───── The input
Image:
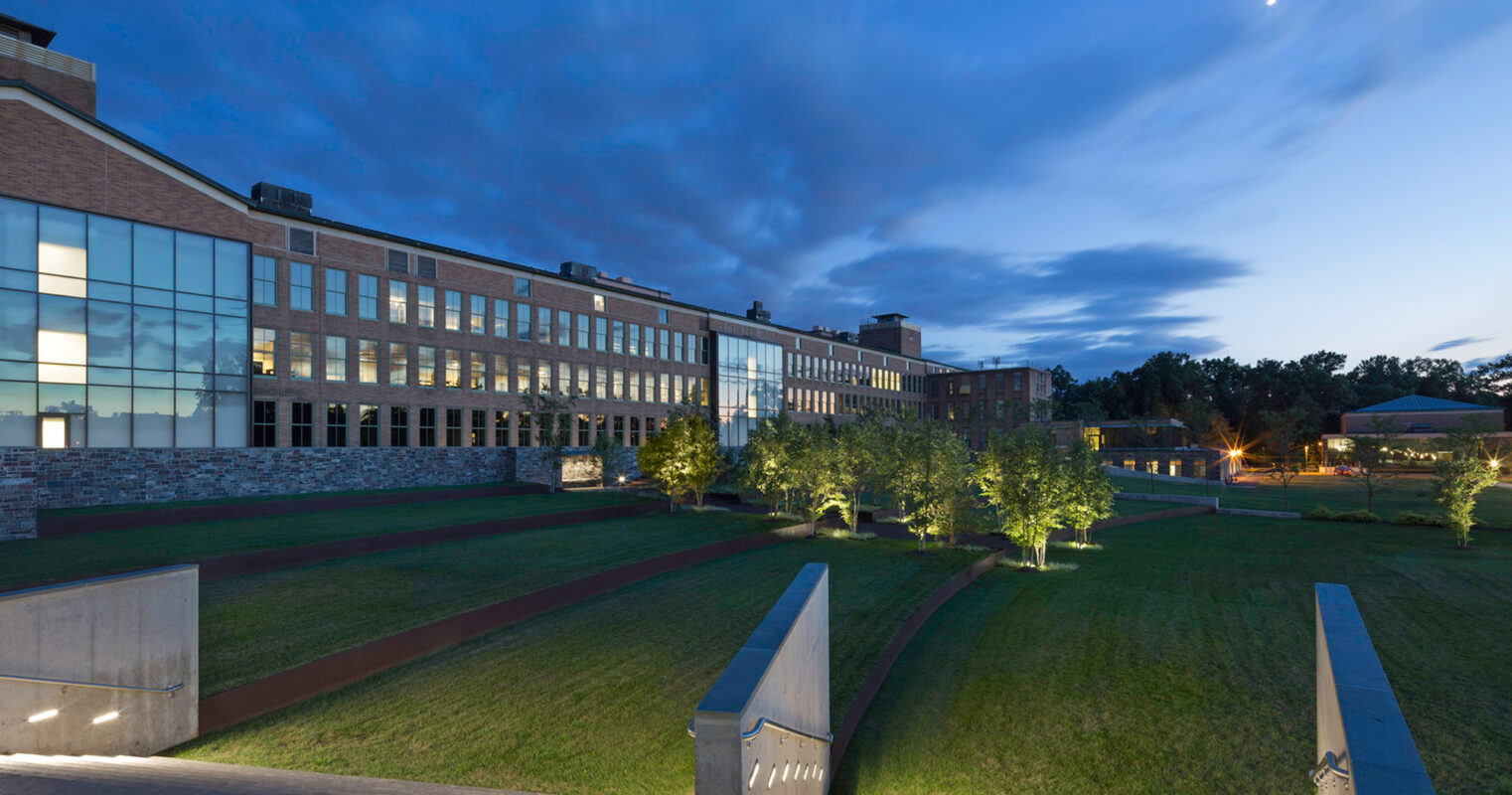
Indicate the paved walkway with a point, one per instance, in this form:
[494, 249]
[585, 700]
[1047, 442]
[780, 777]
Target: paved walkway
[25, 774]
──────────
───── The input
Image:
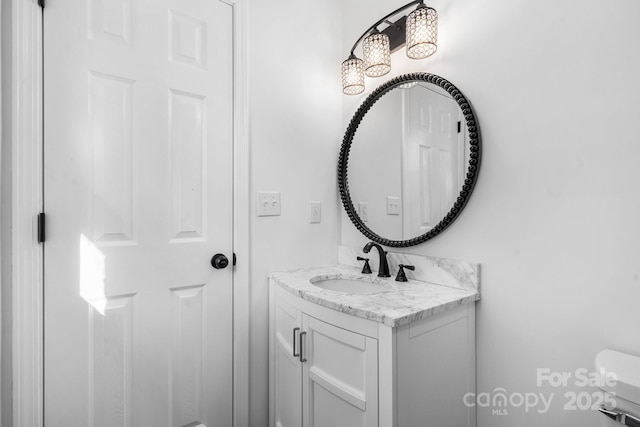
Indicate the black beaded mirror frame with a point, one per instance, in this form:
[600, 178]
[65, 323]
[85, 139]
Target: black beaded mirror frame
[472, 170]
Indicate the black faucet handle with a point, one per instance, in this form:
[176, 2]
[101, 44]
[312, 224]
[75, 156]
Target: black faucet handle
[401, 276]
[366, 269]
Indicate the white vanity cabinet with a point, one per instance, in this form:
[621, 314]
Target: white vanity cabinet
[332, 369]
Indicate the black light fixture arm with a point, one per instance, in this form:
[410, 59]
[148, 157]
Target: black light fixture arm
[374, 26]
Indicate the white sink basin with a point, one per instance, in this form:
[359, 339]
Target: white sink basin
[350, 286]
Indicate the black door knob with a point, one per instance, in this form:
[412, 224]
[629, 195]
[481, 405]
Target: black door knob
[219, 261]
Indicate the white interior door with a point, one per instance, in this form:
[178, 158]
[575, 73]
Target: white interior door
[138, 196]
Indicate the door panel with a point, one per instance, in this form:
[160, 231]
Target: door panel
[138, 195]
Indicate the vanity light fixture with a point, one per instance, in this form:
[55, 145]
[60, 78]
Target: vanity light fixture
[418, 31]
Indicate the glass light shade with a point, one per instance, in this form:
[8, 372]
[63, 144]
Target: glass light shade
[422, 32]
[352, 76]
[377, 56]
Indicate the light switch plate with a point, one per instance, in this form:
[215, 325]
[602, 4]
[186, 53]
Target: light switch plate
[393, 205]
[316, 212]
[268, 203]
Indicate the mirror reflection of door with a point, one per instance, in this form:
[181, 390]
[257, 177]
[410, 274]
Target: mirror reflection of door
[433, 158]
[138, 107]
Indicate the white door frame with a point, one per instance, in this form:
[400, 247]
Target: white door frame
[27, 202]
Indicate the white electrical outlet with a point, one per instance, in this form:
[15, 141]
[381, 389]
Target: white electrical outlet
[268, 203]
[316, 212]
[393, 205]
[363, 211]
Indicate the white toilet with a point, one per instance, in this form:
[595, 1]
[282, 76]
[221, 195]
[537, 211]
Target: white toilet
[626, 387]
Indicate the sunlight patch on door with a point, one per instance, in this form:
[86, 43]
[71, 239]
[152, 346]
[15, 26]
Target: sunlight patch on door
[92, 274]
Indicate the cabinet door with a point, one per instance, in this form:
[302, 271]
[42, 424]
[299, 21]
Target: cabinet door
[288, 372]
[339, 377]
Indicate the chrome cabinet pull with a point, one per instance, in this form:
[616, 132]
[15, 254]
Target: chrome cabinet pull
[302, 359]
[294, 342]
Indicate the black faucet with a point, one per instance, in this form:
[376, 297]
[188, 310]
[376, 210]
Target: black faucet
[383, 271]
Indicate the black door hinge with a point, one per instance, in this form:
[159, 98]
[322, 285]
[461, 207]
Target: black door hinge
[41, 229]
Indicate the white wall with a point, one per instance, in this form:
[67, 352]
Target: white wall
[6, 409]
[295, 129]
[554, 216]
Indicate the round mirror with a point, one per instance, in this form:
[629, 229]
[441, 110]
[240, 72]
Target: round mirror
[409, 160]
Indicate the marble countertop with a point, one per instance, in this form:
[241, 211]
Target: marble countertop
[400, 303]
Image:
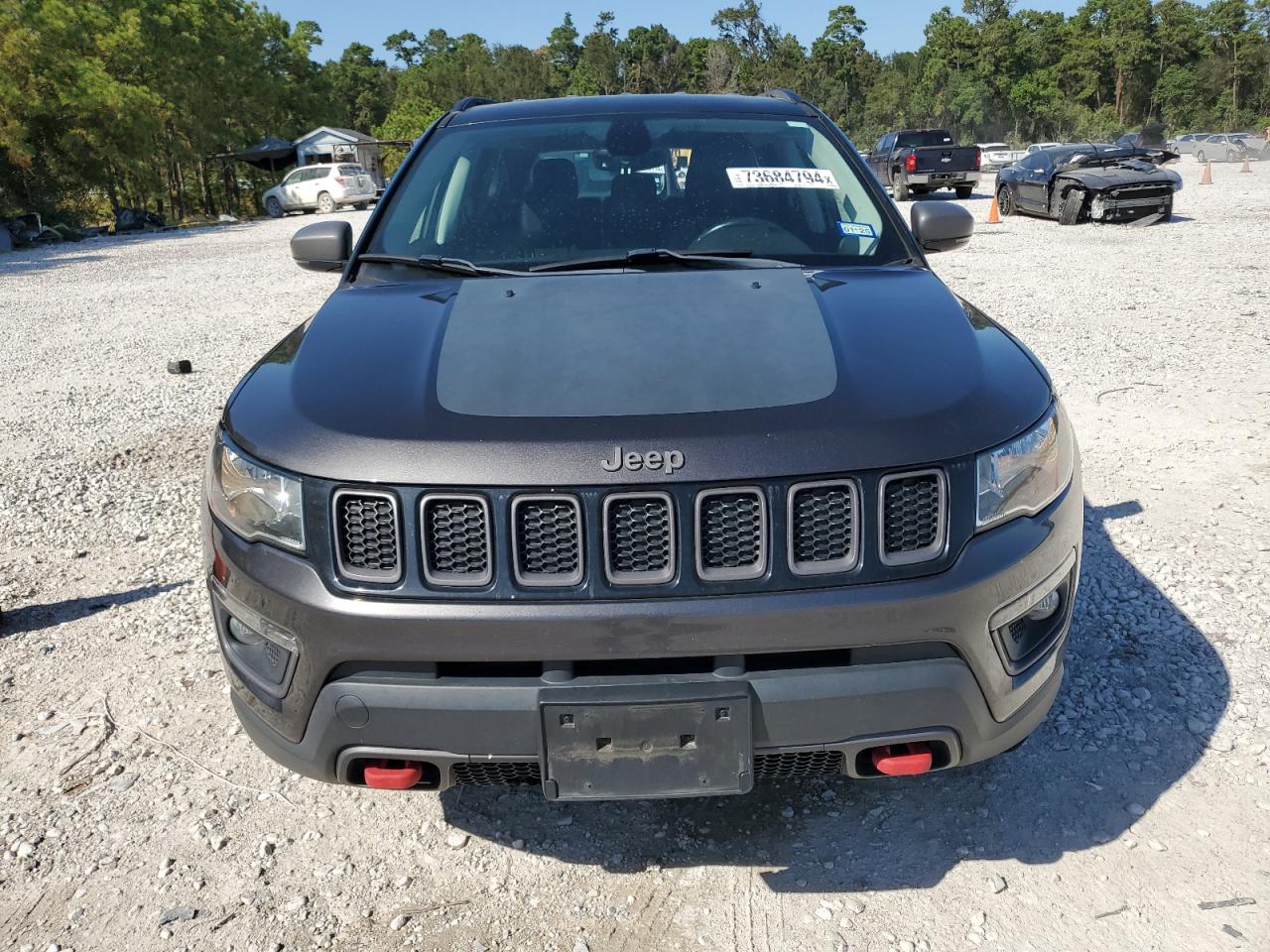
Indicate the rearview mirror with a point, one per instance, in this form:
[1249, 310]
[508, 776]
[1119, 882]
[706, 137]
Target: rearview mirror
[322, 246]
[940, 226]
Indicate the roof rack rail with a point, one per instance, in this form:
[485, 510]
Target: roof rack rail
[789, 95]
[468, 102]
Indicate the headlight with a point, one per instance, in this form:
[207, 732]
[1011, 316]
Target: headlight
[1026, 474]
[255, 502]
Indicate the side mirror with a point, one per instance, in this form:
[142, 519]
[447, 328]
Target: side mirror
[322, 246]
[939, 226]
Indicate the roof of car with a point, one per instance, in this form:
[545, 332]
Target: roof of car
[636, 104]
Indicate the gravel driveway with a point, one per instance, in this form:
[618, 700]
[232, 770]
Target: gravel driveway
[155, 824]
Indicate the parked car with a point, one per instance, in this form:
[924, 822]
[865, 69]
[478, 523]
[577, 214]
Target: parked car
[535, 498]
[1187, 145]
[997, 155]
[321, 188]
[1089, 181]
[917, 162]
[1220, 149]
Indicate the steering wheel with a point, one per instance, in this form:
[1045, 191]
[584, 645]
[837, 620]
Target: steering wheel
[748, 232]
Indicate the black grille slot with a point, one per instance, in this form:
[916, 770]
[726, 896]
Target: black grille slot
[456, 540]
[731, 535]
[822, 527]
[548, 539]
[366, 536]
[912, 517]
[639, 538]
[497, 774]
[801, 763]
──────────
#### Exercise task
Find each line in the rows above that contains the string "walkway" and copy those lines out. Matching is case-sensitive.

#### Result of this exercise
Indicate the paved walkway with a point, one per instance, in this form:
Target: paved walkway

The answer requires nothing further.